[Collected data entries]
--*--

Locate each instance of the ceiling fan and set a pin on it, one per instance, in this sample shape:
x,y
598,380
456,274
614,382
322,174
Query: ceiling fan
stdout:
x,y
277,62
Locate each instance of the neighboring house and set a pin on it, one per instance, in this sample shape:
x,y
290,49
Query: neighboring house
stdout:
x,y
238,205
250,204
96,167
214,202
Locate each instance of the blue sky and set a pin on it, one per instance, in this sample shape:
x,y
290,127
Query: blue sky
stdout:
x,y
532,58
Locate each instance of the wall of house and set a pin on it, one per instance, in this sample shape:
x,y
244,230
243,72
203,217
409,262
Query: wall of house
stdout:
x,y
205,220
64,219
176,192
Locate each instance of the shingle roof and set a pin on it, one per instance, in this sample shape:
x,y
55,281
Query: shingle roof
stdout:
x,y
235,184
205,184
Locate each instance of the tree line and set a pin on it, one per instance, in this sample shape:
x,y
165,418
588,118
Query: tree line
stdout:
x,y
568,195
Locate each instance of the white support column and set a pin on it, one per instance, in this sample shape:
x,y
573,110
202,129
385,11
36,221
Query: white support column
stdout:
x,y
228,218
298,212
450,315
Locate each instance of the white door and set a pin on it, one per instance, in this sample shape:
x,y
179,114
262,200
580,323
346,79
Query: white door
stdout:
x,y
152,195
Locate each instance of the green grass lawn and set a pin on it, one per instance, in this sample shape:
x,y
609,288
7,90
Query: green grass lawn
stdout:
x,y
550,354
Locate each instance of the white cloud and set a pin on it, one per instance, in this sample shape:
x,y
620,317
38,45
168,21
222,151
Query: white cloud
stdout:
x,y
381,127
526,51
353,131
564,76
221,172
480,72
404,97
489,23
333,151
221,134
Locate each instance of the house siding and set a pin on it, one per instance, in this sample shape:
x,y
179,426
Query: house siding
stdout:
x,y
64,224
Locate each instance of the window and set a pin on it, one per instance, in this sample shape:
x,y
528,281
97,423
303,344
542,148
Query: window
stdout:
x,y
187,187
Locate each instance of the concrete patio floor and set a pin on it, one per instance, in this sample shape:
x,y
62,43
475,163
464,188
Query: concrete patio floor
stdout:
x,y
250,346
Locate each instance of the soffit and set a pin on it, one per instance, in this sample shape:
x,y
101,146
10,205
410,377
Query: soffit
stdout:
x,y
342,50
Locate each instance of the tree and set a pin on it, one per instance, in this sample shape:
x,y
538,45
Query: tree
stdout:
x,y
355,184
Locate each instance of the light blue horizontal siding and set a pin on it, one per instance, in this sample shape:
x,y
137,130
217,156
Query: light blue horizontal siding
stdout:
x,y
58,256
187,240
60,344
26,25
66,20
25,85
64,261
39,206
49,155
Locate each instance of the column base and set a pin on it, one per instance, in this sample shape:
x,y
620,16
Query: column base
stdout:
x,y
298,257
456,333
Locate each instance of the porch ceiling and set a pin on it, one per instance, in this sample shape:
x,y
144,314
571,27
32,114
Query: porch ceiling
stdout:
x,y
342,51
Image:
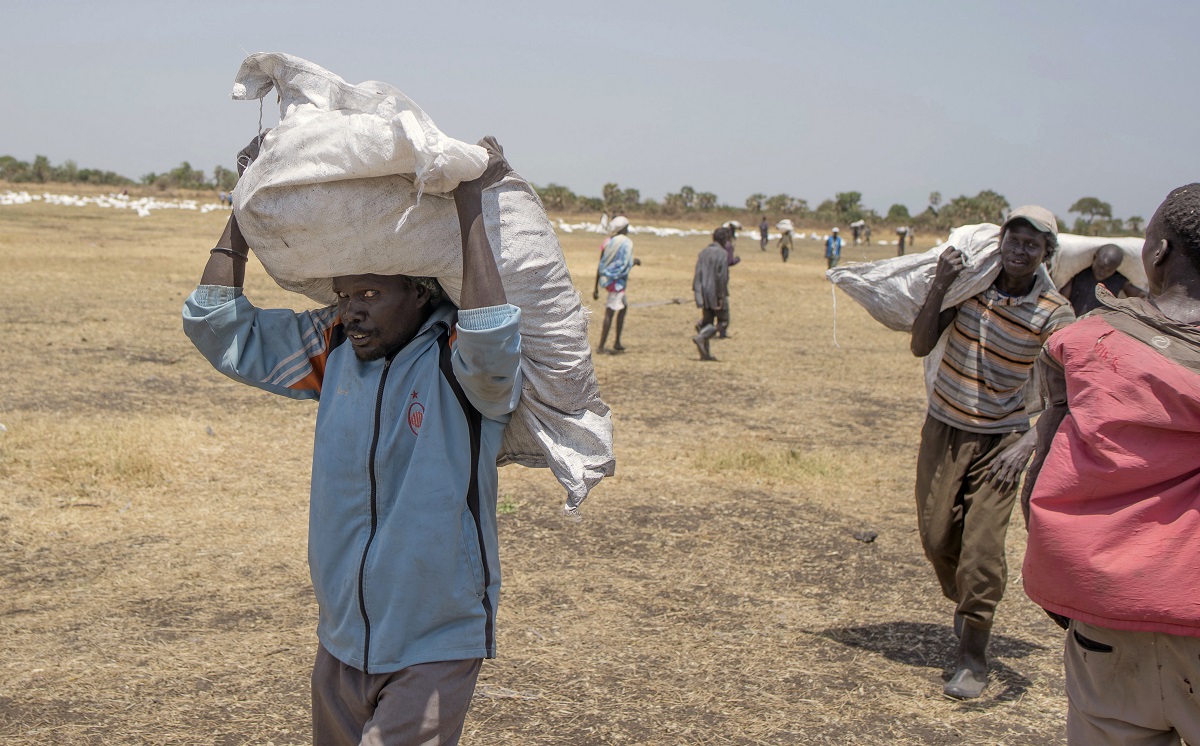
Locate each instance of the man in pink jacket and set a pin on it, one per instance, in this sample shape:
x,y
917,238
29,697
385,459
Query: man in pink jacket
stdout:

--*--

• DIRECTIONS FOR THIS TASK
Where a line in the entries holds the word "tree", copy that line.

• EXERCISE ANSWER
Locate each instance of the tree line and set a pin on it, one per instance, in this sample shape:
Query: tree line
Locate each instance of the tree and set a pin on it, one per instance, in this sample shape:
Query: tree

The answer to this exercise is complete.